▶ Problem to work on
In the Aaron Carter biography below, how many copies did his album Aaron's Party (Come Get It) sell in the United States?

Aaron Charles Carter (December 7, 1987November 5, 2022) was an American singer and rapper. He came to fame as a teen pop singer in the late 1990s, establishing himself as a star among preteen and teenage audiences during the first years of the 21st century, with his four studio albums.

Carter began performing at age seven, after the formation of his brother Nick's group the Backstreet Boys, and released his self-titled debut album in 1997 at age nine, selling a million copies worldwide. His second album Aaron's Party (Come Get It) (2000) sold three million copies in the United States, and Carter began making guest appearances on Nickelodeon and touring with the Backstreet Boys shortly after the record's release. Carter's next album, Oh Aaron, also went platinum, and in 2002 he released what would be his last studio album in over 15 years, Another Earthquake!, followed by his 2003 Most Requested Hits collection.

Carter appeared on Dancing with the Stars, and in the Broadway musical Seussical and the off-Broadway musical The Fantasticks, and made several one-off performances. In 2014, he released a single featuring rapper Pat SoLo, "Ooh Wee". Carter released the single "Fool's Gold" in 2016, and an EP titled Love in 2017. His fifth studio album, also titled Love, was released in 2018. A sixth and final album, Blacklisted, was released two days after his death.

Early life
Aaron Charles Carter was born on December 7, 1987, in Tampa, Florida. His parents, Jane Elizabeth (née Spaulding) and Robert Gene Carter (1952–2017), ran a retirement home. He had an older brother, Nick, a member of the Backstreet Boys, and three sisters: his twin, Angel, a model; Bobbie Jean (BJ); and Leslie (1986–2012). The family was originally from Jamestown, New York. His parents divorced in 2004. Carter was told about the divorce an hour before he filmed his MTV Cribs episode.

▶ Extracted data

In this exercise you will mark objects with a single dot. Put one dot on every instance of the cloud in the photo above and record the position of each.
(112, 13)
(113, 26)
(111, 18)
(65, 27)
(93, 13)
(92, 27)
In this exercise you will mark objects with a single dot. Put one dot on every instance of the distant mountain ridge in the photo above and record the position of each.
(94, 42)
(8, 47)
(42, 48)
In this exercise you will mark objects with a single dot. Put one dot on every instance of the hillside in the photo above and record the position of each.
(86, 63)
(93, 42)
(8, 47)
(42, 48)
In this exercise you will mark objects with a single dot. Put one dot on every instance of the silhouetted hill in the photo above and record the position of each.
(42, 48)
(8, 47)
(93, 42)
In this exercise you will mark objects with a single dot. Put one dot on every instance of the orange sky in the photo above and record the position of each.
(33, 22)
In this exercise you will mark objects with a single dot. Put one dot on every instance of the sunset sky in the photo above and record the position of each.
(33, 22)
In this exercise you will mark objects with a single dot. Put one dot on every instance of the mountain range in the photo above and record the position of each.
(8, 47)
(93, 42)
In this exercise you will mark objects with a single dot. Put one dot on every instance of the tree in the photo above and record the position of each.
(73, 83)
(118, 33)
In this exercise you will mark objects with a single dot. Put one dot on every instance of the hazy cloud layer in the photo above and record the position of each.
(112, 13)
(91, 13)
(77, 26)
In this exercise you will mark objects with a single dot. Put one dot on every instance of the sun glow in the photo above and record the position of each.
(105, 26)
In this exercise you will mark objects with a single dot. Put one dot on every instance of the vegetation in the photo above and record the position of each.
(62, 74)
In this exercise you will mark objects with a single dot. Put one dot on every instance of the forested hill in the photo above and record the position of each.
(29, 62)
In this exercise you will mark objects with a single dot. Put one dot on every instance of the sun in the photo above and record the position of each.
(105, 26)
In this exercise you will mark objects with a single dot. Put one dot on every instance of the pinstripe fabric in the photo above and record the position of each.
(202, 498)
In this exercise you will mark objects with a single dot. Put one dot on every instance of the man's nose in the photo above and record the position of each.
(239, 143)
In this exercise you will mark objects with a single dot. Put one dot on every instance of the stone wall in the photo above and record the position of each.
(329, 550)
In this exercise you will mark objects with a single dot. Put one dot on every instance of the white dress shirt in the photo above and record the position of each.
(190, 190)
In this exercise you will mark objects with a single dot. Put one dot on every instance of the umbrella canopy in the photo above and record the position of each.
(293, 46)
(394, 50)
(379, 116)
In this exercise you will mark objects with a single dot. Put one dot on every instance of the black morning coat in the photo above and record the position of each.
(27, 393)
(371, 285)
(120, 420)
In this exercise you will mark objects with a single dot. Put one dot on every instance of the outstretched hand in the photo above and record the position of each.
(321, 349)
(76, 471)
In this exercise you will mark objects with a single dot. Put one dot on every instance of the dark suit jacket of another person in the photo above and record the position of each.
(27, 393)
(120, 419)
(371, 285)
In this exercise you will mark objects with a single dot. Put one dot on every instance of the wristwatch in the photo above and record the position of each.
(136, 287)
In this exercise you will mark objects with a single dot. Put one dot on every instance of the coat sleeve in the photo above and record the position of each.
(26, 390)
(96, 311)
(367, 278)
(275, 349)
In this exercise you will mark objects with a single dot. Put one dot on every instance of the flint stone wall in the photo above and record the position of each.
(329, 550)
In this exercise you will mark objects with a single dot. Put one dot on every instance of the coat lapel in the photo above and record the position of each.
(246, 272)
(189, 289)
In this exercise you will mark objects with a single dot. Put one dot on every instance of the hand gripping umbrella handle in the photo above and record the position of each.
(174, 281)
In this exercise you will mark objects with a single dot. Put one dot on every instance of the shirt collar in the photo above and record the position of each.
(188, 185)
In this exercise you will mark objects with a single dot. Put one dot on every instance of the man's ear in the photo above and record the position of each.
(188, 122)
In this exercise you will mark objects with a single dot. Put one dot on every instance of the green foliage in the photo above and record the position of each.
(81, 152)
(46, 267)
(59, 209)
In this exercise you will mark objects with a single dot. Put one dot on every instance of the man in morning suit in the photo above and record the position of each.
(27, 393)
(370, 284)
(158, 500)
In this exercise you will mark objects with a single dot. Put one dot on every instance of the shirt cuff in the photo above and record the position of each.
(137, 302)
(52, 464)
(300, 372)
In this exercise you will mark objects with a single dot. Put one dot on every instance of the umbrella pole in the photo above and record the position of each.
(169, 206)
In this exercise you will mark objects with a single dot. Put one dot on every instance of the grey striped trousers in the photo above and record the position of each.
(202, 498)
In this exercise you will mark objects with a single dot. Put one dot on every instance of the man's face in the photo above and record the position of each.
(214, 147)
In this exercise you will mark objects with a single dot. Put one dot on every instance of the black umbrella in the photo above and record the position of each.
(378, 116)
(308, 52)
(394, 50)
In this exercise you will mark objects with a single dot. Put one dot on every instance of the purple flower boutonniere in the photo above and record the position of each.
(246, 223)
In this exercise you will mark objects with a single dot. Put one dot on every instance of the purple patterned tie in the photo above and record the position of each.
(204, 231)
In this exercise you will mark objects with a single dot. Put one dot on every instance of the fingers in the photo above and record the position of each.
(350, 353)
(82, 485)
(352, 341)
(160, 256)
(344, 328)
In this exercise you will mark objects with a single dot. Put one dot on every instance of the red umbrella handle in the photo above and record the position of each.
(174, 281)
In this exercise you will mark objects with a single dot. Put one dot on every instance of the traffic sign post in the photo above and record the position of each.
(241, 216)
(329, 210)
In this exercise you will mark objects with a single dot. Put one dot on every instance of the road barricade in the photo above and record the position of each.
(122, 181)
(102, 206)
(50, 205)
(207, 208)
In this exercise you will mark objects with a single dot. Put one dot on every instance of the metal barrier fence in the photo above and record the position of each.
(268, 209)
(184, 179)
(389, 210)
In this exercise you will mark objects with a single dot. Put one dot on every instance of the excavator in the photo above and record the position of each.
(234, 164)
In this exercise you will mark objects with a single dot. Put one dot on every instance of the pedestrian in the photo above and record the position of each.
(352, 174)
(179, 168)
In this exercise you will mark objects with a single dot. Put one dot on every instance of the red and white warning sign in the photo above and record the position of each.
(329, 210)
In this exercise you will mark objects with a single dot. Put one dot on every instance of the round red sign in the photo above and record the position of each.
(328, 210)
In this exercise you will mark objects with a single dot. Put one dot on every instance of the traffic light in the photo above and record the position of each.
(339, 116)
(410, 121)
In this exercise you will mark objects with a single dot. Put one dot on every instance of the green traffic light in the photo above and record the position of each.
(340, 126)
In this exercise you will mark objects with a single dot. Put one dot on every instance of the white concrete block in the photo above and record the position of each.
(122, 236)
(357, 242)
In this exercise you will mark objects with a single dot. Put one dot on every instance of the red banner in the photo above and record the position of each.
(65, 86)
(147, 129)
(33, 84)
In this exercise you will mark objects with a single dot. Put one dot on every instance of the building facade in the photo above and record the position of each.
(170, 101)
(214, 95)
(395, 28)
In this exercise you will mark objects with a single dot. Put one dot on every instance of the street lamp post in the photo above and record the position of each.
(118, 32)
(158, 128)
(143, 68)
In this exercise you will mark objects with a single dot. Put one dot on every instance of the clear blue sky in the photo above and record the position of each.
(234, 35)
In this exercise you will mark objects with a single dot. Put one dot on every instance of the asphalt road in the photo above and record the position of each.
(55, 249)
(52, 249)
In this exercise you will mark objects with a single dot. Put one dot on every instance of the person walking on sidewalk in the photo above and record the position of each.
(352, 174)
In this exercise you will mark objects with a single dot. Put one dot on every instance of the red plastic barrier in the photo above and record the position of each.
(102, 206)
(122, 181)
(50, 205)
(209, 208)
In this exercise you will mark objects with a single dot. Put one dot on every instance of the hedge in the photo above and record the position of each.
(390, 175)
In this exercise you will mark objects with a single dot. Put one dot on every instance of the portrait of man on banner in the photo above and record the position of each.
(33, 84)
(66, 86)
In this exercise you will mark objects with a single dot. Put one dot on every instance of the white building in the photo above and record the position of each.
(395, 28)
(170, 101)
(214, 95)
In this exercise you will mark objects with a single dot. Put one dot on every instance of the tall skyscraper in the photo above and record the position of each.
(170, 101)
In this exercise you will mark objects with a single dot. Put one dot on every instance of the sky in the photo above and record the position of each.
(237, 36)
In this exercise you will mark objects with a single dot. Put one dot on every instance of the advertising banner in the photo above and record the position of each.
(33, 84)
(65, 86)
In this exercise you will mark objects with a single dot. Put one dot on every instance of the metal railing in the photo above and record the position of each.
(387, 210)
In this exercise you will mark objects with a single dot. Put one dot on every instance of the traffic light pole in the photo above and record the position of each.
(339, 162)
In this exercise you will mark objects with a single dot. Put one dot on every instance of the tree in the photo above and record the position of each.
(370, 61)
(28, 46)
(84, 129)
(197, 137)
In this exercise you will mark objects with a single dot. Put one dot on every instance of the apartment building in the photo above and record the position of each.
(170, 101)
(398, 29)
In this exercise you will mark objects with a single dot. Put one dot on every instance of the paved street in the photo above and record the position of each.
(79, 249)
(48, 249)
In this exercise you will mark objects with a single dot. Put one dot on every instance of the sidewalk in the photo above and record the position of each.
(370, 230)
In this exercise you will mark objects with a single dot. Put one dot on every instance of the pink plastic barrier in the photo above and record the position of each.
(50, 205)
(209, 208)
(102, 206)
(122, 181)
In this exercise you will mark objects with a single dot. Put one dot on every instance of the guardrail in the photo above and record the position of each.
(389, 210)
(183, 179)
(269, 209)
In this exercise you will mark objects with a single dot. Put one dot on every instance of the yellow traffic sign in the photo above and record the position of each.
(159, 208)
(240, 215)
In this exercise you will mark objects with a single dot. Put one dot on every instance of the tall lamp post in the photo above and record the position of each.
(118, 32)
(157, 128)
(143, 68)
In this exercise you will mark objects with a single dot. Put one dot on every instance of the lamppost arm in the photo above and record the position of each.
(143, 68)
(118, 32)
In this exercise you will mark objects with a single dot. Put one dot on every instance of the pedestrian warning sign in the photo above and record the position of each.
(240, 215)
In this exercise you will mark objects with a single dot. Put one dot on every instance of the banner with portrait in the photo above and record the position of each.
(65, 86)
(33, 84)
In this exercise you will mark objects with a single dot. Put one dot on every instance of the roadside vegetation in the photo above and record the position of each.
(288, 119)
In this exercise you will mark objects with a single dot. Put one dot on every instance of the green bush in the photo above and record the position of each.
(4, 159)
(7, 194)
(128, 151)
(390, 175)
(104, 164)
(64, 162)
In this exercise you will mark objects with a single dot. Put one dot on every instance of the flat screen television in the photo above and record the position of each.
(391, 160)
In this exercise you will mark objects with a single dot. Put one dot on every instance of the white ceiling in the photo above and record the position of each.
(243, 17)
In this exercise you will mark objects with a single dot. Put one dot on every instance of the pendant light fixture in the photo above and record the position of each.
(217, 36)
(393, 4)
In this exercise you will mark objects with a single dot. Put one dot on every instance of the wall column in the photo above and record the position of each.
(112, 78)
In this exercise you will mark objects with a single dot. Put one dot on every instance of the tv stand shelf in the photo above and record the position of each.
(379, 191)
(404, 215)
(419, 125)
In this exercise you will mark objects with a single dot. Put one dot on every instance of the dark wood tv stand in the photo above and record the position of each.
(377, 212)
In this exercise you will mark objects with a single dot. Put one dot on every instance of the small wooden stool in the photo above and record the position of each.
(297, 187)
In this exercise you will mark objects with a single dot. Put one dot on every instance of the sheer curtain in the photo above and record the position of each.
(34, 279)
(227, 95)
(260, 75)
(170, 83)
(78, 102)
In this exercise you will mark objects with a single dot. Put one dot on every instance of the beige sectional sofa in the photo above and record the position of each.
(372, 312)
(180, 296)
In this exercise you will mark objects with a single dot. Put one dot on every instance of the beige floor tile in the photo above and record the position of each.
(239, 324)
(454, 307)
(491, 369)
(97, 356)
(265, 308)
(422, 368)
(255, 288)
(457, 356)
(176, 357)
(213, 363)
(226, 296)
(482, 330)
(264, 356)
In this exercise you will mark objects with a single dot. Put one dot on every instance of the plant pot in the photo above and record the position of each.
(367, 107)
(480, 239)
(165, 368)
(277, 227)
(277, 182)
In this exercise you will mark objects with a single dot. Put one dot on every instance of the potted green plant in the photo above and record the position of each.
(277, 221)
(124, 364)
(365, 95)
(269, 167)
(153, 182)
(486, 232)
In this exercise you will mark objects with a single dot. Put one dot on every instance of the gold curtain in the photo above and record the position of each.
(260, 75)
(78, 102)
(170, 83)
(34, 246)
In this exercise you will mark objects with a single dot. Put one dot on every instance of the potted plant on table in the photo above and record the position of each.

▶ Answer to this exercise
Three million copies.